PASSAGE TO READ:
= = =
After seeing very elevated flood risks on our rivers over the past few years, this year brings better news - for the Mississippi at least.

The past few years have brought many concerns when it comes to river flooding, especially after a historical flood in 2019.

The National Weather Service released the first Flood Outlook for 2021 on Feb. 11. Fortunately, the Mississippi River isn't much concern at the moment! Our primary concerns this year lie with our smaller rivers, especially the Rock River. 

We were rather lucky with temperatures at the beginning of winter. December and January this season were fairly above average in temperatures. 

Combined with not seeing an excess amount of precipitation, this helped keep the depth of frozen ground shallow and soil moisture low. That means the ground can take on some water when we begin to thaw, a change from the past few years. In 2019 and 2020, we had very saturated grounds before we went into the spring seasons which was the main culprit of river flooding. 

This year, snow is going to be the kicker.
= = =
EXERCISE 1:
Reproduce the river flood outlook text word for word from "The past few years have" to "of river flooding.".
EXERCISE 2:
Decide whether each statement agrees with the river flood outlook text. Answer yes or no for each and quote the deciding words. (a) The National Weather Service issued the first Flood Outlook for 2021 on Feb. 11. (b) December and January this season had below-average temperatures. (c) This year's primary flooding concern is the Mississippi River.

MATERIAL PROVIDED:
= = =
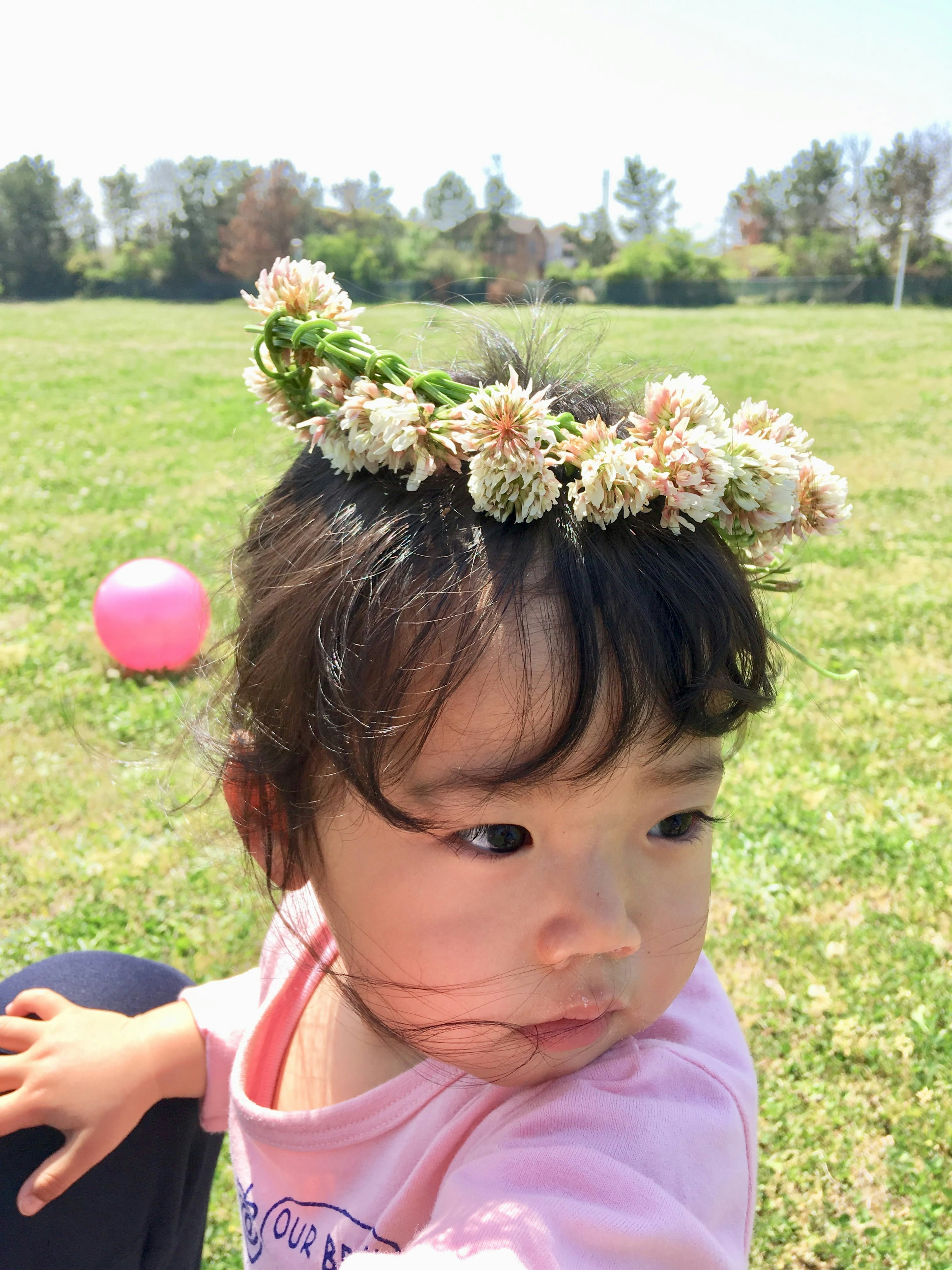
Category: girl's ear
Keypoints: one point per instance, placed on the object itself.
= = =
TASK RESULT 1:
The past few years have brought many concerns when it comes to river flooding, especially after a historical flood in 2019.

The National Weather Service released the first Flood Outlook for 2021 on Feb. 11. Fortunately, the Mississippi River isn't much concern at the moment! Our primary concerns this year lie with our smaller rivers, especially the Rock River. 

We were rather lucky with temperatures at the beginning of winter. December and January this season were fairly above average in temperatures. 

Combined with not seeing an excess amount of precipitation, this helped keep the depth of frozen ground shallow and soil moisture low. That means the ground can take on some water when we begin to thaw, a change from the past few years. In 2019 and 2020, we had very saturated grounds before we went into the spring seasons which was the main culprit of river flooding.

TASK RESULT 2:
(a) Yes: "The National Weather Service released the first Flood Outlook for 2021 on Feb. 11."
(b) No: "December and January this season were fairly above average in temperatures."
(c) No: "Our primary concerns this year lie with our smaller rivers, especially the Rock River."